作業内容:
1. FOMCの解説文と照らし合わせ、次の(a)~(c)が文章の内容に合っているかを、はい・いいえで答えてください。判断の根拠となる箇所を文章から正確に引用してください。
(a) FOMCは2023年1月31日から2月1日にかけて開催された。
(b) 利上げ幅が縮小されたのは今回の会合が初めてである。
(c) FOMCの後、市場では国債利回りが上昇した。
2. FOMCの解説文を、最後の文に続けて書き進めてください。

対象の文章:

===

米連邦準備制度理事会(FRB)は2023年1月31日~2月1日に開催した米連邦公開市場委員会(FOMC)で市場予想通り、政策金利の引き上げ幅を従来の0.50%から0.25%に縮小することを決定しました。利上げ幅は2会合連続で縮小され、通常のペースに戻しました。

なお、FOMCの結果が公表された1日には、米国で23年1月の米ISM製造業景況指数(図表1参照)や、米民間雇用サービス会社ADPが発表した米国の民間雇用者数、並びに12月の雇用動態調査(JOLTS)による非農業部門の求人件数などが発表されました。内容を見ると、強弱まちまちの結果となりました。

利上げ路線は維持するも、これまでとの違いも見え隠れするFOMC

今回のFOMCを前にして、市場では利上げ幅の縮小とともに、会見などのトーンはタカ派(金融引き締めを選好)姿勢を維持、もしくは強めると想定していたと見られます。利上げ幅縮小が過度な金融緩和の容認と受け止められることを当局は警戒するとの見立てです。しかしながら、全体のトーンは、以下の点で、想定したほどにはタカ派でなかったことから、市場では国債利回りが急低下(価格は上昇)するなどの反応が見られました。

===

保存済みデータ:
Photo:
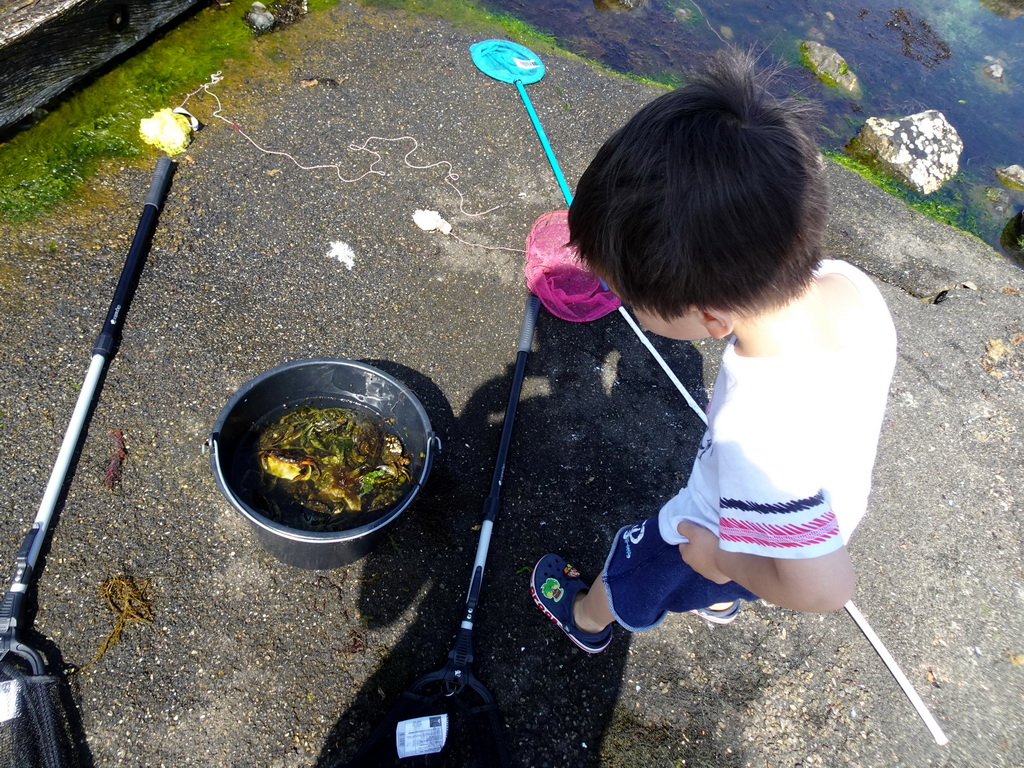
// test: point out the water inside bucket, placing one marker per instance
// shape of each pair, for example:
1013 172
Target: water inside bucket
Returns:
320 497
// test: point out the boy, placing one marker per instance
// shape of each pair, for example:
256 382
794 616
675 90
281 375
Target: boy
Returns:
706 214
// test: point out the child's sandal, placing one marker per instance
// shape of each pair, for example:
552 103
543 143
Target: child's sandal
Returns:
554 586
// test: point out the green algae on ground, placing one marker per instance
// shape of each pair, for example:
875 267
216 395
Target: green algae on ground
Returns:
45 164
942 206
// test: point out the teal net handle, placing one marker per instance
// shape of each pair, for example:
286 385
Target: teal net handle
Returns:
544 142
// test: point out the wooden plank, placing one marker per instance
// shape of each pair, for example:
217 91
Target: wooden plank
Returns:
48 45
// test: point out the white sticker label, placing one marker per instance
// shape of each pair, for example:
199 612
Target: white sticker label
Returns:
8 700
421 736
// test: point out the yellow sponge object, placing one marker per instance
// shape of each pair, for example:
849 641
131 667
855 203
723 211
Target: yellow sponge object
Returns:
168 131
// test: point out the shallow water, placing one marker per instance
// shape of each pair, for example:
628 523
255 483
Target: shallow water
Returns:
912 57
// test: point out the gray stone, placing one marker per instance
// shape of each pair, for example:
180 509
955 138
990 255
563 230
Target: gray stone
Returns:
829 67
1012 176
922 151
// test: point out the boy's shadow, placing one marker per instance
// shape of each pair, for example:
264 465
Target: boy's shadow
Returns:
601 439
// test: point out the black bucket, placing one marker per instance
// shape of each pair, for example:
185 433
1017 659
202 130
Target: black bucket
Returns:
337 381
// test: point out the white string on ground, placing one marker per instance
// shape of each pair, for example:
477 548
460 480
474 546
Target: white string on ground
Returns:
937 733
450 175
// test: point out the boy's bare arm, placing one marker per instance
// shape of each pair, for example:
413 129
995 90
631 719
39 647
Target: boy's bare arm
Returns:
817 585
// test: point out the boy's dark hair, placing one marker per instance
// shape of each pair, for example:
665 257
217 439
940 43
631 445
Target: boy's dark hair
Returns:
712 196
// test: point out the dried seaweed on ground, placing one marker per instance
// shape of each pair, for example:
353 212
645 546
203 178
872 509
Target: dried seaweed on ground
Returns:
131 603
113 474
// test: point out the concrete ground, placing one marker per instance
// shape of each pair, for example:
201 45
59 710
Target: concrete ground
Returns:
249 662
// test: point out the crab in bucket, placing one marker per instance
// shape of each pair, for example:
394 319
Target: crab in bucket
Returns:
331 461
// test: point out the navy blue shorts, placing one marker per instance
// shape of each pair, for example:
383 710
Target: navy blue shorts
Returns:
647 579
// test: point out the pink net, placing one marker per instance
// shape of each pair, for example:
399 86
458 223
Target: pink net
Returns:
558 279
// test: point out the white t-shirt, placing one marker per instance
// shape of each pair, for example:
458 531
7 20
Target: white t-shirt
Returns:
784 467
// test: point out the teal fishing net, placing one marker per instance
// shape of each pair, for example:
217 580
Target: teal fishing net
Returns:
507 61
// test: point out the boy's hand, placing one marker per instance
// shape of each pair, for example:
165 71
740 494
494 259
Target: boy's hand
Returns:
701 551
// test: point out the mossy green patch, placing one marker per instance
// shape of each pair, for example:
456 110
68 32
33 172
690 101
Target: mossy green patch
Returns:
44 165
945 206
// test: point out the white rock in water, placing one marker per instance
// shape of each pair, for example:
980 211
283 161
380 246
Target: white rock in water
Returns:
923 150
259 17
829 67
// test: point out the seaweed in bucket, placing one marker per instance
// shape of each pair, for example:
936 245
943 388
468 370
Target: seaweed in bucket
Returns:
321 468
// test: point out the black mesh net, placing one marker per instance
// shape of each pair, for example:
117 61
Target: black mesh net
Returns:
35 731
474 733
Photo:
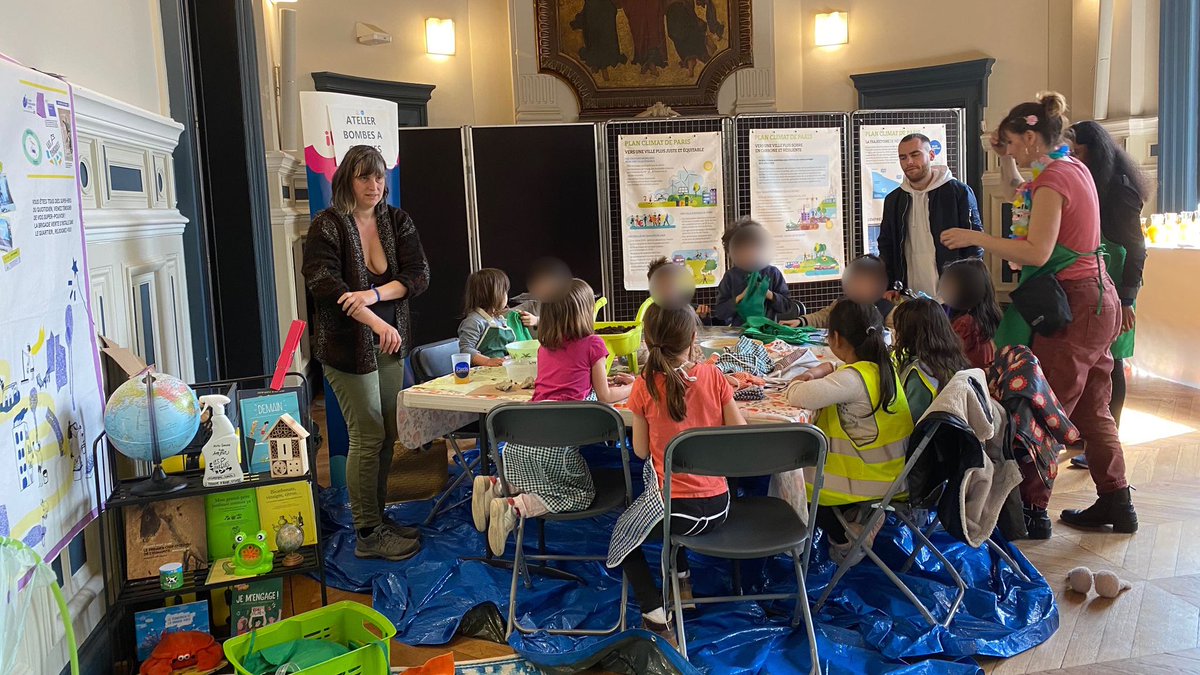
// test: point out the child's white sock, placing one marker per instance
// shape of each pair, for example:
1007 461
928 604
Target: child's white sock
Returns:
657 616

===

作業の解答:
1.
(a) はい。「2023年1月31日~2月1日に開催した米連邦公開市場委員会(FOMC)」
(b) いいえ。「利上げ幅は2会合連続で縮小され」
(c) いいえ。「国債利回りが急低下(価格は上昇)」

2.
まず、インフレへの警戒感が多少和らいだことです。例えば、声明文で「インフレは幾分和らいだ」と今までにない表現が使われました。インフレが高水準であるとの認識は残したものの、インフレ抑制最優先の姿勢から変化が見られます。また、会見でもFRBのパウエル議長はインフレ減速(高インフレを脱するもデフレではない)を意味するディスインフレを何度も口にしています。

次に、意外だったのは市場へのけん制を見送ったことです。会見で記者から、金融緩和を先読みして上昇する株式市場や国債利回りの低下など、市場への対応を質問され、パウエル議長は特段の警戒心を示しませんでした。昨年、市場の金融緩和先読みに対してFOMC参加者が市場の誤りを声高に指摘していたのとは様変わりの様相です。

この状況を1月の米ISM製造業景況指数で確認すると、指数全体は47.4と、前月の48.4を下回り景気減速感が示されています。そのうえ、景気に先行する傾向がある新規受注は1月が42.5と、前月の45.1を大幅に下回っています。パウエル議長は会見で実質金利の水準を引き合いに、引き締め効果が表れていることを指摘していますが、徐々に引き締め過ぎが頭をよぎっているのかもしれません。

一方、同じISM製造業景況指数の雇用指数を見ると、1月は50.6と底堅さが示されています。米企業経営者は景気悪化は小幅で回復は早いとみており、採用の手を緩めない、といった解釈が市場で聞かれます。12月の求人件数が市場予想を大幅に上回ったことも、この市場の解釈に真実味をもたせるのかもしれません。景気が弱含む一方で、労働市場が強い構図に変化はなく、これが賃金に波及するかを慎重に見守っているようです。

最後に、利上げの可能性を否定したことも、タカ派でないと見られた要因です。カナダ中央銀行が1月の会合で0.25%の利上げをし、今後の据え置きを示唆しつつ、場合によっては利上げの可能性もあると説明しました。パウエル議長はカナダ中銀を引き合いに、利上げ停止後の再利上げに現段階では否定的な姿勢を示しました。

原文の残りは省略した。